Your task:
In your copy, reproduce each entry exactly and include no picture.

[Collected data]
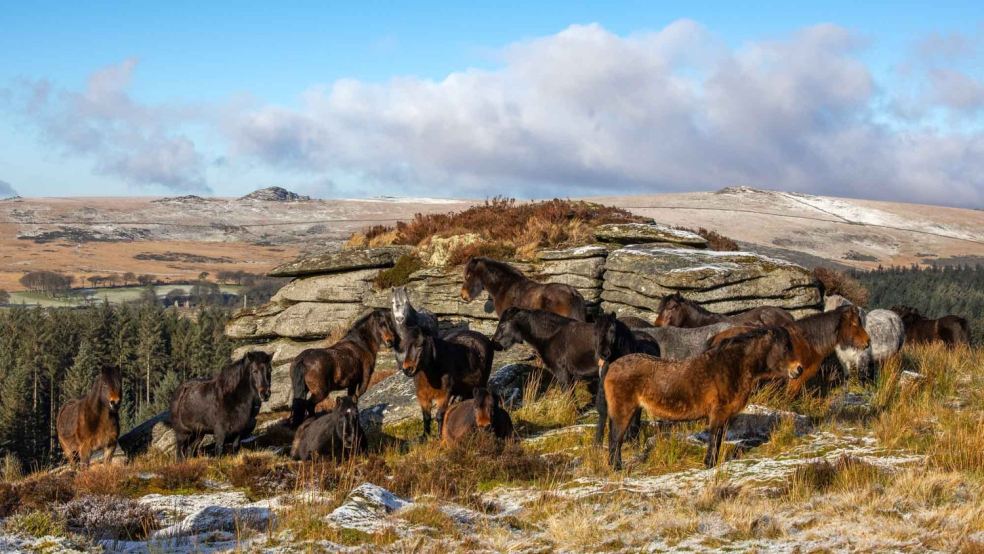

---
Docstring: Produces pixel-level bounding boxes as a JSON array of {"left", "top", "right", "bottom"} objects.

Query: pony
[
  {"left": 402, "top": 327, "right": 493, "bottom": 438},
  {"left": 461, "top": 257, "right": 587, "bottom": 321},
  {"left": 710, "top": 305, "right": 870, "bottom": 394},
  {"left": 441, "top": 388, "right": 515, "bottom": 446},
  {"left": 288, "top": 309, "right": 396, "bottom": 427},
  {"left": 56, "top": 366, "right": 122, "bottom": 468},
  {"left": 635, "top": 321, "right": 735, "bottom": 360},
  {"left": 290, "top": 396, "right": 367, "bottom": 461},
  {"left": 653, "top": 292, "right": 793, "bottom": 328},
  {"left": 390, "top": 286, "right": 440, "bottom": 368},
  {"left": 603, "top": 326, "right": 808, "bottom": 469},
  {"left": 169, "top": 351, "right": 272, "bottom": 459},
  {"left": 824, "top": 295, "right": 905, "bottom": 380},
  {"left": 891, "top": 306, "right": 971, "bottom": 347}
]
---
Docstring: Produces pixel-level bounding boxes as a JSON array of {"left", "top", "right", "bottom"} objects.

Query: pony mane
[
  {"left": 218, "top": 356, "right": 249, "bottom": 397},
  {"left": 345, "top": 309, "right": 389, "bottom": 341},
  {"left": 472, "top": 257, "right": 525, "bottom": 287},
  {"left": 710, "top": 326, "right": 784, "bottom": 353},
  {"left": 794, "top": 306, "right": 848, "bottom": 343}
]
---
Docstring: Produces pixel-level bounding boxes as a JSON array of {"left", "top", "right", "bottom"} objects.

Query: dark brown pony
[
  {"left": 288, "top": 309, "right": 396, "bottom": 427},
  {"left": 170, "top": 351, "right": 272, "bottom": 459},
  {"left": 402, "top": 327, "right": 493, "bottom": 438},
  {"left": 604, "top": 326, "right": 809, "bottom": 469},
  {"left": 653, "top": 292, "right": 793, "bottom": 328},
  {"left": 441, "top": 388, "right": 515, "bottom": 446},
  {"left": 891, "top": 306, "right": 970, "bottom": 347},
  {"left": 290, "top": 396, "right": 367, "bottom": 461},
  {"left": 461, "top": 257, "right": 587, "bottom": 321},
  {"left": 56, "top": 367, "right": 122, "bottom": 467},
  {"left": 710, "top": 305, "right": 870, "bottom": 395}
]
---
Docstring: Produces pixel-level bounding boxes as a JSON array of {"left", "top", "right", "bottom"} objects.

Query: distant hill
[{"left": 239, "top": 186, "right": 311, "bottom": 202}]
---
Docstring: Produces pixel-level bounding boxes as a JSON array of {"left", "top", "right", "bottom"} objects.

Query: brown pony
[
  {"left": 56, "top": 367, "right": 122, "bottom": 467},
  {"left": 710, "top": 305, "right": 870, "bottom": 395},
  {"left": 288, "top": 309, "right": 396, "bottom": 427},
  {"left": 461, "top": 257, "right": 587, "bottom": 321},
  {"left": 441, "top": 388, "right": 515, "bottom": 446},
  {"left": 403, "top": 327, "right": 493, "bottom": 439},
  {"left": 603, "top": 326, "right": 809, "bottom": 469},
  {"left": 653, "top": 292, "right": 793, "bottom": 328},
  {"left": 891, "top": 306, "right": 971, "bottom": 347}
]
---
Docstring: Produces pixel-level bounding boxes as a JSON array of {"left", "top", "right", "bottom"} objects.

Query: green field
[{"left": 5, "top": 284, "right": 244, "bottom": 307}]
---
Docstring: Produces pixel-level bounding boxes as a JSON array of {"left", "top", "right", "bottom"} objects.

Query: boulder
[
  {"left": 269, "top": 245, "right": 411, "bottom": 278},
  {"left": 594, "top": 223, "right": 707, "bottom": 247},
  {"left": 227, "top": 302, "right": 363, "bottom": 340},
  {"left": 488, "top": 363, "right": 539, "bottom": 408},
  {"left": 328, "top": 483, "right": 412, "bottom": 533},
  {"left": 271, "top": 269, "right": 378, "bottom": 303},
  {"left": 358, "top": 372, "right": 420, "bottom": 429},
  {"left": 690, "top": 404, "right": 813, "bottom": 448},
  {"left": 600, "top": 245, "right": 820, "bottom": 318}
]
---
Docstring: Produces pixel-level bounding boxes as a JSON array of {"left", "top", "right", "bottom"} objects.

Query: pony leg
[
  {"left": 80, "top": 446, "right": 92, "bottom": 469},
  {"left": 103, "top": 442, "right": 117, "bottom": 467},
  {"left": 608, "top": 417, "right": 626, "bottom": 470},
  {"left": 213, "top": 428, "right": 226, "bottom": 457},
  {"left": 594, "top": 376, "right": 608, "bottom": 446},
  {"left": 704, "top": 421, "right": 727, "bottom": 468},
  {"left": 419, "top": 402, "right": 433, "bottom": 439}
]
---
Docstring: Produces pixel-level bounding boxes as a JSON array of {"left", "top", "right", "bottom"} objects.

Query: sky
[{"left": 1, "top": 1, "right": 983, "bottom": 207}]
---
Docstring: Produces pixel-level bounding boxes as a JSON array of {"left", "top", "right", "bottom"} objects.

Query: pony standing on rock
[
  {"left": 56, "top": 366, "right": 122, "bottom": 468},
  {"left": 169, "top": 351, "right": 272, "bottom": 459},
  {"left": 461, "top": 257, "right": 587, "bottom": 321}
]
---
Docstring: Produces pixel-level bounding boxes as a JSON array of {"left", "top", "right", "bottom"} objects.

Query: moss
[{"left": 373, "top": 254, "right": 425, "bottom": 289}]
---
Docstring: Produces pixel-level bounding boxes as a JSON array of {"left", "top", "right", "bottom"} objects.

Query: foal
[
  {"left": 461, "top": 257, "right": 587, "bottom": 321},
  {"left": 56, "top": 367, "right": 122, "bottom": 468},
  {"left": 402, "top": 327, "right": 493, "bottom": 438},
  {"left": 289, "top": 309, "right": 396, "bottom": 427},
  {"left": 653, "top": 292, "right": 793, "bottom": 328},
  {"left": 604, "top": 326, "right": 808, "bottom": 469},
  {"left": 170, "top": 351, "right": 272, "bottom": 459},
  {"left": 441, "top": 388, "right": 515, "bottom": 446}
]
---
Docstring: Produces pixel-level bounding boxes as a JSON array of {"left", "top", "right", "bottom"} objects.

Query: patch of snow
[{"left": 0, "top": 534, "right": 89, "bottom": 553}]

Reply:
---
Docstring: Produces pixel-level bounding boxes as a JSON array of {"left", "top", "right", "bottom"} objects.

Query: pony
[
  {"left": 402, "top": 327, "right": 493, "bottom": 438},
  {"left": 461, "top": 257, "right": 587, "bottom": 321},
  {"left": 710, "top": 305, "right": 870, "bottom": 394},
  {"left": 441, "top": 388, "right": 515, "bottom": 446},
  {"left": 288, "top": 309, "right": 396, "bottom": 427},
  {"left": 56, "top": 366, "right": 122, "bottom": 468},
  {"left": 635, "top": 321, "right": 735, "bottom": 360},
  {"left": 290, "top": 396, "right": 367, "bottom": 461},
  {"left": 653, "top": 292, "right": 793, "bottom": 328},
  {"left": 390, "top": 286, "right": 440, "bottom": 368},
  {"left": 603, "top": 326, "right": 808, "bottom": 469},
  {"left": 169, "top": 351, "right": 272, "bottom": 459},
  {"left": 824, "top": 295, "right": 905, "bottom": 380},
  {"left": 891, "top": 306, "right": 971, "bottom": 347}
]
---
Docstring: Produces pixel-level bounding boxes as a JSON array of {"left", "top", "right", "bottom"} objects.

Query: pony mane
[
  {"left": 218, "top": 356, "right": 249, "bottom": 397},
  {"left": 345, "top": 309, "right": 389, "bottom": 341},
  {"left": 472, "top": 257, "right": 525, "bottom": 287},
  {"left": 710, "top": 326, "right": 784, "bottom": 353},
  {"left": 794, "top": 306, "right": 848, "bottom": 343}
]
---
Docstring: Produces pixel-level bounding boxes as a JSON array of {"left", "top", "right", "bottom"} objects.

Query: dark brown pony
[
  {"left": 288, "top": 309, "right": 396, "bottom": 427},
  {"left": 170, "top": 351, "right": 272, "bottom": 459},
  {"left": 402, "top": 327, "right": 493, "bottom": 438},
  {"left": 604, "top": 326, "right": 809, "bottom": 469},
  {"left": 653, "top": 292, "right": 793, "bottom": 328},
  {"left": 441, "top": 388, "right": 515, "bottom": 446},
  {"left": 891, "top": 306, "right": 970, "bottom": 347},
  {"left": 290, "top": 396, "right": 367, "bottom": 461},
  {"left": 461, "top": 257, "right": 587, "bottom": 321},
  {"left": 56, "top": 367, "right": 122, "bottom": 467},
  {"left": 710, "top": 305, "right": 870, "bottom": 395}
]
---
Docstring: Produces pixel-level bounding boxes as a JSON array of {"left", "top", "right", "bottom"} objects.

Query: distant hill
[{"left": 239, "top": 186, "right": 311, "bottom": 202}]
---
Docstring: Produces pixel-level bounding boxes as a JSON array of {"left", "top", "right", "bottom"} objects.

Query: brown pony
[
  {"left": 56, "top": 367, "right": 122, "bottom": 467},
  {"left": 710, "top": 305, "right": 870, "bottom": 395},
  {"left": 288, "top": 309, "right": 396, "bottom": 427},
  {"left": 461, "top": 257, "right": 587, "bottom": 321},
  {"left": 441, "top": 388, "right": 515, "bottom": 446},
  {"left": 403, "top": 327, "right": 493, "bottom": 439},
  {"left": 603, "top": 326, "right": 809, "bottom": 469},
  {"left": 653, "top": 292, "right": 793, "bottom": 328},
  {"left": 891, "top": 306, "right": 971, "bottom": 347}
]
---
Docstring: Produces pixel-level bounding boxes as a JSON array of {"left", "top", "right", "bottom"} objects.

Query: green field
[{"left": 5, "top": 284, "right": 244, "bottom": 307}]
---
Docstring: Produces pixel-level bounding boxes as a JSON array of {"left", "top", "right", "bottom"} objects.

Query: boulder
[
  {"left": 269, "top": 245, "right": 411, "bottom": 278},
  {"left": 594, "top": 223, "right": 707, "bottom": 247},
  {"left": 227, "top": 302, "right": 363, "bottom": 340},
  {"left": 488, "top": 363, "right": 539, "bottom": 408},
  {"left": 328, "top": 483, "right": 412, "bottom": 533},
  {"left": 271, "top": 269, "right": 378, "bottom": 303},
  {"left": 358, "top": 372, "right": 420, "bottom": 429},
  {"left": 690, "top": 404, "right": 813, "bottom": 448},
  {"left": 600, "top": 245, "right": 820, "bottom": 318}
]
---
Docstring: Produces pixel-level bounding boxes as a JSON array of {"left", "top", "right", "bottom"} objects.

Query: pony leg
[
  {"left": 80, "top": 446, "right": 92, "bottom": 469},
  {"left": 103, "top": 442, "right": 117, "bottom": 467},
  {"left": 608, "top": 417, "right": 626, "bottom": 470},
  {"left": 213, "top": 428, "right": 226, "bottom": 457},
  {"left": 594, "top": 376, "right": 608, "bottom": 446},
  {"left": 704, "top": 421, "right": 727, "bottom": 468},
  {"left": 419, "top": 402, "right": 433, "bottom": 439}
]
---
Docstring: Produces pixel-level bounding boxes as a JSON array of {"left", "top", "right", "bottom"} objects.

Query: sky
[{"left": 1, "top": 1, "right": 983, "bottom": 207}]
---
Docstring: Produces pixel-level bounding boxes as a JSON array of {"left", "top", "right", "bottom"} objects.

Query: pony standing on rock
[
  {"left": 56, "top": 366, "right": 122, "bottom": 468},
  {"left": 169, "top": 351, "right": 272, "bottom": 459},
  {"left": 461, "top": 257, "right": 587, "bottom": 321}
]
---
Docstring: Produces pixel-level bounding boxes as a JSON array of {"left", "top", "right", "bottom"} objects.

Query: moss
[{"left": 373, "top": 254, "right": 425, "bottom": 289}]
---
Docstring: Produces pixel-level bounding boxes as a JSON array of {"left", "top", "right", "bottom"} objects.

Query: foal
[
  {"left": 461, "top": 257, "right": 587, "bottom": 321},
  {"left": 56, "top": 367, "right": 122, "bottom": 468},
  {"left": 402, "top": 327, "right": 493, "bottom": 438},
  {"left": 289, "top": 309, "right": 396, "bottom": 427},
  {"left": 653, "top": 292, "right": 793, "bottom": 328},
  {"left": 604, "top": 326, "right": 808, "bottom": 469},
  {"left": 170, "top": 351, "right": 272, "bottom": 459},
  {"left": 441, "top": 388, "right": 515, "bottom": 446}
]
---
Docstring: Produces pixel-level bounding boxes as a JSON array of {"left", "top", "right", "bottom"} objects.

Query: patch of snow
[{"left": 0, "top": 534, "right": 89, "bottom": 553}]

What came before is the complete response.